Qué harás:
1: Indica si cada una de las afirmaciones (a), (b) y (c) coincide con el fragmento sobre las crisis de España. Responde sí o no a cada una y cita literalmente las palabras del fragmento que lo deciden. (a) La crisis de valores es compartida por todo Occidente. (b) Los indicadores globales en sanidad y educación son cada vez peores. (c) La quinta crisis es fácil de radiografiar.
2: Devuelve literalmente el tramo del fragmento sobre las crisis de España que va desde "Agazapada, enmascarada, detrás" hasta "y la educación.".
3: Continúa el fragmento sobre las crisis de España a partir de su última oración.

Pedro Sánchez, Rufián, Junqueras y Puigdemont. | Ilustración de Alejandra Svriz

Agazapada, enmascarada, detrás del escenario, la realidad española esconde cuatro crisis convergentes, cada una de ellas con la suficiente carga de TNT como para hacer volar el proscenio. Una crisis democrática, una de deuda, una demográfica y otra de modelo de Estado. Hay una quinta, que subyace a todas las anteriores, pero que es más difícil de radiografiar y cuyas verdades son relativas por definición: la crisis de valores o espiritual. Esta, además, junto con la demográfica y la democrática, es compartida por todo Occidente. Estas crisis coinciden con el desafío a la hegemonía occidental, indiscutida desde la revolución industrial, por potencias y coaliciones emergentes. Y sin que nada de esto contradiga la evidencia empírica de unos indicadores globales cada vez mejores en temas clave como la sanidad, la violencia, la pobreza y la educación.

Datos extraídos:
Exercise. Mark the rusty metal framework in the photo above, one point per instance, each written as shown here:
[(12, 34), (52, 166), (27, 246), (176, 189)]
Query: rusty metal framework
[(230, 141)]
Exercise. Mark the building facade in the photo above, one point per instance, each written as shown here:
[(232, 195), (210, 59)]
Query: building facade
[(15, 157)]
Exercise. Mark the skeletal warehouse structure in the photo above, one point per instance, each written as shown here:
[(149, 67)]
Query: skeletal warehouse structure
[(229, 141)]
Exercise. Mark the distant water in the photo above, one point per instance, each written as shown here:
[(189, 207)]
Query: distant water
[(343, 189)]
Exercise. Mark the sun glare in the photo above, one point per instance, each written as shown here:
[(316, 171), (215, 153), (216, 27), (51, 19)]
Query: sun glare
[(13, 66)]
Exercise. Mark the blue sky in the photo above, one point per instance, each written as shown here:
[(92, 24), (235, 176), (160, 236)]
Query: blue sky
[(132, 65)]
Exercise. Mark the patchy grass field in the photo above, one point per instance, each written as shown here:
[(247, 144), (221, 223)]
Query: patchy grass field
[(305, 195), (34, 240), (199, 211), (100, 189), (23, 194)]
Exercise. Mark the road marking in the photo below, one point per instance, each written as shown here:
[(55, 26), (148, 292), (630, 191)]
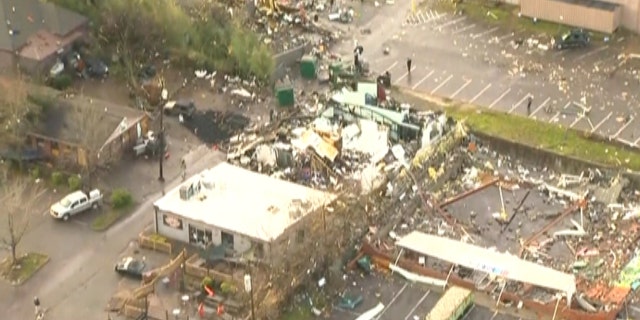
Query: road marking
[(391, 66), (442, 84), (590, 53), (417, 305), (450, 23), (540, 107), (505, 37), (519, 102), (615, 136), (499, 98), (468, 312), (463, 29), (423, 79), (559, 112), (601, 122), (404, 75), (482, 34), (460, 89), (392, 300), (480, 93)]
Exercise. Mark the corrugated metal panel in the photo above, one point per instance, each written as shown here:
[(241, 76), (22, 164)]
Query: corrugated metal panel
[(598, 16)]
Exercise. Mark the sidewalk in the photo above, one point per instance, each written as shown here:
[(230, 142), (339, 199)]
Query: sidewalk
[(79, 279)]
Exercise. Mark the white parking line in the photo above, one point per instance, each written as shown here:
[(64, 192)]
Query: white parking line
[(499, 98), (482, 34), (403, 76), (553, 119), (417, 305), (590, 53), (519, 102), (463, 29), (392, 301), (450, 23), (615, 136), (540, 107), (391, 66), (601, 122), (460, 89), (442, 84), (480, 93), (422, 80)]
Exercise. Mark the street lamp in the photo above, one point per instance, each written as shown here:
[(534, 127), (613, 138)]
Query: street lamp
[(164, 95)]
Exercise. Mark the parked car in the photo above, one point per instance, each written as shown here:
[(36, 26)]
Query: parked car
[(176, 108), (96, 68), (75, 203), (571, 39), (131, 267)]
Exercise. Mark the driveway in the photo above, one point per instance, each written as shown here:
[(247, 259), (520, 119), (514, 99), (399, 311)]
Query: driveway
[(461, 59)]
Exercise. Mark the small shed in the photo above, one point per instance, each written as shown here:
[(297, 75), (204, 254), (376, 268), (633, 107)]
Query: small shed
[(593, 15)]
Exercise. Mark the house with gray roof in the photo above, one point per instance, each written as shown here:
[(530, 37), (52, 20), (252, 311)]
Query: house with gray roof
[(34, 32)]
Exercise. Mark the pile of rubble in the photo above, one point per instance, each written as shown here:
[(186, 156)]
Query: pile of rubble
[(584, 225), (342, 143)]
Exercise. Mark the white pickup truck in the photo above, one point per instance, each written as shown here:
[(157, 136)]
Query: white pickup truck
[(75, 203)]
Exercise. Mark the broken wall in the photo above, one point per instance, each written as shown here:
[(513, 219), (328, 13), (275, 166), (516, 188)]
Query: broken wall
[(540, 157)]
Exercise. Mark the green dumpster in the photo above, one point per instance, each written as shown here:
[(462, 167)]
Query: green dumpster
[(308, 67), (285, 96)]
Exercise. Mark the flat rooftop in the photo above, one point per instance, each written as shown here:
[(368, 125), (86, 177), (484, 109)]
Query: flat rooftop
[(244, 202)]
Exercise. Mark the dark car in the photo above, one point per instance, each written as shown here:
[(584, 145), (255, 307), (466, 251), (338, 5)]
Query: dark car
[(131, 267), (96, 68), (176, 108), (572, 39)]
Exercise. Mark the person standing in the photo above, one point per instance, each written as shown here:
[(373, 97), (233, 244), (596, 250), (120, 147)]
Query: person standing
[(36, 303)]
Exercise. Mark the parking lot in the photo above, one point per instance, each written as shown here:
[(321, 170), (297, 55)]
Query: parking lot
[(402, 301), (436, 71)]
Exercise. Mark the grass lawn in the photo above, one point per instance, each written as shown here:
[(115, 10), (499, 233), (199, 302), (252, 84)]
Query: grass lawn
[(507, 15), (26, 266), (106, 219), (548, 136)]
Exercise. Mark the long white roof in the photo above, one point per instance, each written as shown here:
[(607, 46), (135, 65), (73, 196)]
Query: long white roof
[(244, 202), (501, 264)]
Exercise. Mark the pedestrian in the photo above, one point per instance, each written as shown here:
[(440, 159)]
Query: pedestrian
[(36, 303)]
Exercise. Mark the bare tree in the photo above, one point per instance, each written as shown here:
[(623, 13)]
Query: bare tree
[(18, 199), (16, 113)]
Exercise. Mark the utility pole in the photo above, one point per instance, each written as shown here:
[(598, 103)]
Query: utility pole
[(161, 133)]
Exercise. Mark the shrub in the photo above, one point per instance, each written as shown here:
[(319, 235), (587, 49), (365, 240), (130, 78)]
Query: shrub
[(121, 198), (34, 173), (61, 82), (57, 178), (74, 183)]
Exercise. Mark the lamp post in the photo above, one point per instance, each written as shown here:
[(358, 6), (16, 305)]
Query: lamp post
[(163, 97)]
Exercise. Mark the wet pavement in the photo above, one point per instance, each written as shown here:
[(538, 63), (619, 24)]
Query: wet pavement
[(455, 57)]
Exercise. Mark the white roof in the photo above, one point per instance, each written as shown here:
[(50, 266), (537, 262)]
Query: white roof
[(244, 202), (501, 264)]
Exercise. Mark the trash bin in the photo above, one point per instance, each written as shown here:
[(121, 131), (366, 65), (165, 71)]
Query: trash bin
[(285, 96), (308, 67)]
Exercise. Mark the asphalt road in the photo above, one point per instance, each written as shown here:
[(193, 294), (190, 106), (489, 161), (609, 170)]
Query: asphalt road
[(456, 58), (403, 301), (79, 279)]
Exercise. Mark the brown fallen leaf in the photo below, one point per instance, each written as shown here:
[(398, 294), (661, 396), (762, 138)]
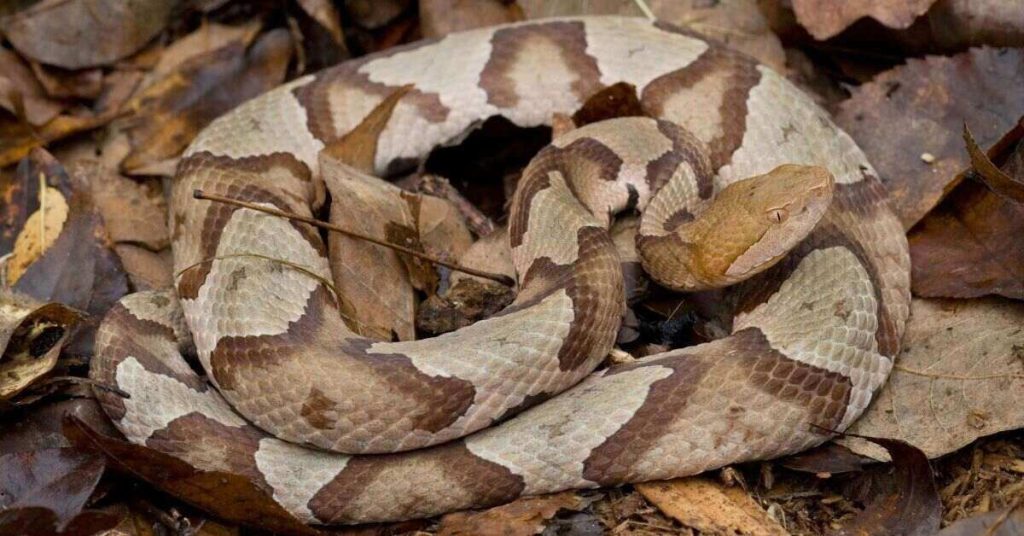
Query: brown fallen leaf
[(228, 496), (376, 284), (524, 517), (957, 377), (80, 270), (1009, 522), (60, 83), (921, 109), (174, 109), (956, 24), (738, 24), (18, 137), (373, 14), (711, 507), (911, 508), (439, 17), (823, 18), (31, 337), (72, 34), (38, 426), (970, 244), (20, 92), (45, 491), (358, 148)]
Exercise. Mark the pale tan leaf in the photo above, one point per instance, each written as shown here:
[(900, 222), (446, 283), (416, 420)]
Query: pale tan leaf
[(711, 507), (524, 517), (958, 377)]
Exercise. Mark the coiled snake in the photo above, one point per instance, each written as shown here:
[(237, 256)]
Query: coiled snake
[(813, 336)]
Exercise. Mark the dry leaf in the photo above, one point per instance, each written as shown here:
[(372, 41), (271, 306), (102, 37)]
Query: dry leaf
[(912, 507), (229, 496), (957, 378), (439, 17), (44, 492), (970, 245), (711, 507), (174, 109), (31, 337), (373, 14), (20, 92), (17, 138), (921, 108), (60, 83), (824, 18), (955, 24), (358, 147), (327, 15), (524, 517), (77, 34), (1003, 523), (738, 24)]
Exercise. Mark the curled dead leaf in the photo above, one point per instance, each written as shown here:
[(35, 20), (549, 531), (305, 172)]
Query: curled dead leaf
[(44, 492), (31, 337), (711, 507), (524, 517), (957, 377), (228, 496), (87, 39), (921, 107)]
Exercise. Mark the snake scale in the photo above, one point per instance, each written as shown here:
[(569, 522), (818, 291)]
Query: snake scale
[(342, 429)]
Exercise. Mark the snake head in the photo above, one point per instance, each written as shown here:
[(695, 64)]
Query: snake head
[(777, 209)]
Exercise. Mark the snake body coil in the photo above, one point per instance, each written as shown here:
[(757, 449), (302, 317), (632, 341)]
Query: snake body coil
[(813, 335)]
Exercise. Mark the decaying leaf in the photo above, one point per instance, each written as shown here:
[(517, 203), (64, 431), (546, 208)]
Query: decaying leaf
[(20, 92), (31, 337), (44, 492), (377, 284), (1003, 523), (711, 507), (957, 377), (80, 270), (173, 110), (912, 508), (823, 18), (77, 34), (970, 244), (972, 23), (738, 24), (229, 496), (921, 109), (439, 17), (358, 148), (524, 517)]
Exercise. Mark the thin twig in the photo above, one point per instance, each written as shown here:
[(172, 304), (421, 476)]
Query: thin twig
[(505, 280)]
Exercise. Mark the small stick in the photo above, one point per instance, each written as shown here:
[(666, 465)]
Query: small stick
[(500, 278)]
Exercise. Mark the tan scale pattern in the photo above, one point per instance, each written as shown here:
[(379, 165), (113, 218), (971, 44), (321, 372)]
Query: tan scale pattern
[(808, 346)]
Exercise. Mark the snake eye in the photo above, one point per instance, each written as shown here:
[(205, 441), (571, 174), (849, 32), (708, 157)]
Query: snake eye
[(777, 215)]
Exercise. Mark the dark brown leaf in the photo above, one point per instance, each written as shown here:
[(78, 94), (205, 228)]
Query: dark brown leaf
[(439, 17), (358, 147), (44, 491), (912, 508), (524, 517), (228, 496), (31, 336), (823, 18), (78, 34), (916, 112), (173, 110), (970, 245), (1003, 523)]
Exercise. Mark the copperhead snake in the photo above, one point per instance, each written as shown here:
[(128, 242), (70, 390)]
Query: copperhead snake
[(423, 427)]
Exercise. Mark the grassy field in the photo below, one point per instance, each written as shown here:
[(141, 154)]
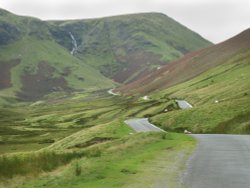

Resultados:
1:
(a) Sí: "Esta, además, junto con la demográfica y la democrática, es compartida por todo Occidente."
(b) No: "unos indicadores globales cada vez mejores en temas clave como la sanidad, la violencia, la pobreza y la educación".
(c) No: "es más difícil de radiografiar".

2:
Agazapada, enmascarada, detrás del escenario, la realidad española esconde cuatro crisis convergentes, cada una de ellas con la suficiente carga de TNT como para hacer volar el proscenio. Una crisis democrática, una de deuda, una demográfica y otra de modelo de Estado. Hay una quinta, que subyace a todas las anteriores, pero que es más difícil de radiografiar y cuyas verdades son relativas por definición: la crisis de valores o espiritual. Esta, además, junto con la demográfica y la democrática, es compartida por todo Occidente. Estas crisis coinciden con el desafío a la hegemonía occidental, indiscutida desde la revolución industrial, por potencias y coaliciones emergentes. Y sin que nada de esto contradiga la evidencia empírica de unos indicadores globales cada vez mejores en temas clave como la sanidad, la violencia, la pobreza y la educación.

3:
Empecemos esta serie con la crisis democrática de España. 

Crisis autoinducida, el principal responsable es el presidente del Gobierno, pero es posible por fisuras en el sistema bipartidista asimétrico español y por la «servidumbre voluntaria» de muchos actores secundarios.  También por el «exitoso» antecedente de Rodríguez Zapatero. Dejando de lado las condiciones personales de Pedro Sánchez, un arribista de novela decimonónica y un narciso de diván, el análisis compartido por el tándem Zapatero-Sánchez es descubrir que la socialdemocracia no tiene por qué alternarse en el poder con la democracia cristiana, si pueden perpetuarse en el poder con una alianza permanente con el nacionalismo periférico (sin importar su signo ideológico) y con la extrema izquierda, tanto la heredera del comunismo tradicional como los movimientos radicales nacidos de la crisis financiara de 2008.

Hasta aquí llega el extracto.